» **Source excerpt**
◇ ◇ ◇ ◇ ◇ ◇ ◇

10. UNDERWORLD - If Rah (from Barbara Barbara, We Face A Shining Future, Smith Hyde Productions) [video]
A comparatively subtle one from Underworld here, and I appreciate you can't say that about them very often. It's all in the layering: throwaway lines and phrases gradually turning into loops, which wander in and out of the mix before all coming together for the big finish. By the end of this one, I always find that I appear to have somehow laid my hands on a pair of air glowsticks.

11. BILLY BRAGG & JOE HENRY - The L&N Don't Stop Here Any More (from Shine A Light, Cooking Vinyl) [video]
Bragg's love of Americana has long been an undercurrent in his later work, and this collaboration with Joe Henry just makes it official. This is probably the best concept album of the year, that concept being Bragg and Henry travelling to various locations by train and making field recordings of some of the finest train-based songs ever written. Most people of my age will be familiar with this song from Michelle Shocked's version of thirty years ago, but Billy and Joe bring their own distinctive weary charm to it.

12. THE DIVINE COMEDY - How Can You Leave Me On My Own (from Foreverland, Divine Comedy Records) [video]
It would appear that as we move into late period Divine Comedy - hey, Neil Hannon's been making records for a quarter of a century now, I think that counts as 'late' - anyway, it looks like it's the sillier songs that grab me more than the big emotional ones. It's not immediately obvious that this is one of the former: the title suggests a melodramatic tale of romantic abandonment, whereas in reality it's about Hannon complaining how bored he is around the house while his other half is out for the day. I keep trying to explain to The BBG that this is a perfect depiction of the life of a freelancer sat at home in between jobs, and she keeps assuming that I'm kidding. Probably just as well, really.

The back of Anne Dudley's head and the front of Martin Fry's. Is this really the best picture available of the two of them together?13. ABC - The Love Inside The Love (from The Lexicon Of Love II, Virgin EMI) [video]
Taken from the only album I thought was worth reviewing in full on the site this year. ABC's sequel to their debut still holds up several months later, with this collaboration between Martin Fry and orchestral arranger/Art Of Noiser Anne Dudley continuing to be the standout. It's a more mature approach to the love song than Fry could ever have managed in his twenties, but with many of the classic ABC tropes. Specifically, the look-at-the-studio-time-on-that-missus expansiveness of Dudley's arrangement, the surprisingly early key change, and an over-extended metaphor ('take a left at heartache...') that literally deforms the middle eight into a middle sixteen. Still, it's that level of ridiculousness (played, naturally, with a straight face) that made us love ABC all those years ago, and continues to work even now.

14. KATE TEMPEST - Ketamine For Breakfast (from Let Them Eat Chaos, Fiction) [video]
Kate Tempest was last mentioned in these pages two years ago, when I noted that along with everything else she had a novel on the way. I bought an airport exclusive paperback of that novel - The Bricks That Built The Houses - virtually on the week of its publication, and felt so pleased with myself that I haven't looked at it since. In the meantime, Tempest is still making records, assembling tight little character sketches over a musical backing. I'm amused by the way that the radio edit of this song has become Kkkkkkkk For Breakfast, in case Shaun Keaveny listeners are tempted to abandon their Shreddies for something stronger.

◇ ◇ ◇ ◇ ◇ ◇ ◇

» **Stated exercise 1**
In the song reviews, which album was the only one reviewed in full on the site that year?

(A block of data)

◇ ◇ ◇ ◇ ◇ ◇ ◇

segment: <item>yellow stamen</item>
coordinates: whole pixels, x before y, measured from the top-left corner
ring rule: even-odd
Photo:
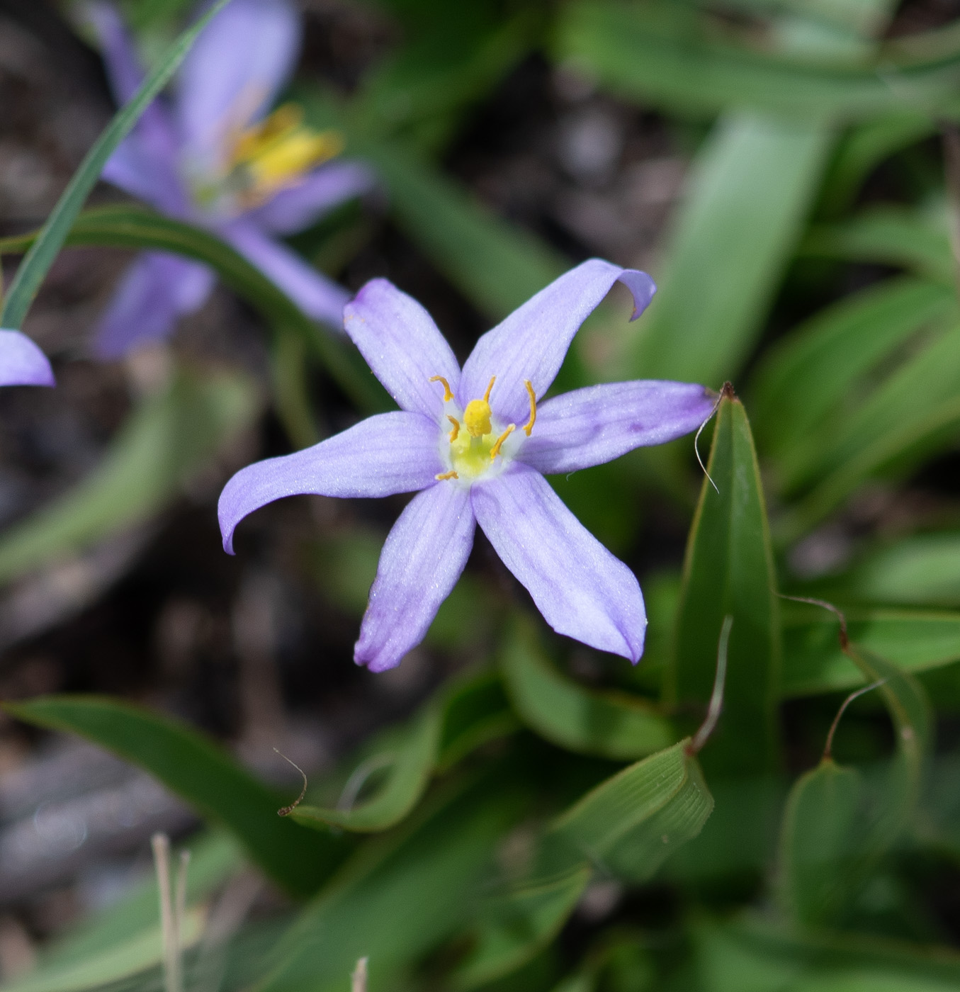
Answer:
[[[497,442],[492,448],[490,448],[490,460],[493,461],[494,458],[500,454],[500,445],[517,430],[516,424],[511,424],[509,428],[497,438]]]
[[[442,382],[443,383],[443,402],[449,403],[453,399],[453,394],[450,392],[450,384],[441,375],[431,375],[429,378],[430,382]]]
[[[527,387],[527,392],[530,393],[530,421],[524,428],[524,432],[529,437],[533,433],[534,425],[537,423],[537,394],[534,392],[534,387],[531,385],[530,379],[525,379],[524,385]]]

◇ ◇ ◇ ◇ ◇ ◇ ◇

» **Stated exercise 2**
Reproduce every row in the block of data above verbatim, but leave the picture out.

» **Answer 1**
The Lexicon Of Love II by ABC.

» **Answer 2**
segment: <item>yellow stamen</item>
coordinates: whole pixels, x before y, measured from the top-left corner
ring rule: even-odd
Photo:
Answer:
[[[497,442],[492,448],[490,448],[490,460],[493,461],[494,458],[500,454],[500,445],[517,430],[516,424],[511,424],[509,428],[497,438]]]
[[[442,382],[443,383],[443,402],[449,403],[453,399],[453,394],[450,392],[450,384],[441,375],[431,375],[429,378],[430,382]]]
[[[527,387],[527,392],[530,393],[530,421],[524,428],[524,432],[529,437],[533,433],[534,425],[537,423],[537,394],[534,392],[534,387],[531,385],[530,379],[525,379],[524,385]]]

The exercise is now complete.